Rewrite the records below in full, including each request, and raise every coordinate in the answers by 27.

### GIVEN DATA
----------
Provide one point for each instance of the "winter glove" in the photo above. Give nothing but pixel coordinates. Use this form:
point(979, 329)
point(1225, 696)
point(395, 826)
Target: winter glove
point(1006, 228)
----------
### FINISHED EXERCISE
Provide one point for each instance of the "winter glove" in the photo above. Give nothing but pixel coordinates. Use this form:
point(979, 329)
point(1225, 696)
point(395, 826)
Target: winter glove
point(1033, 255)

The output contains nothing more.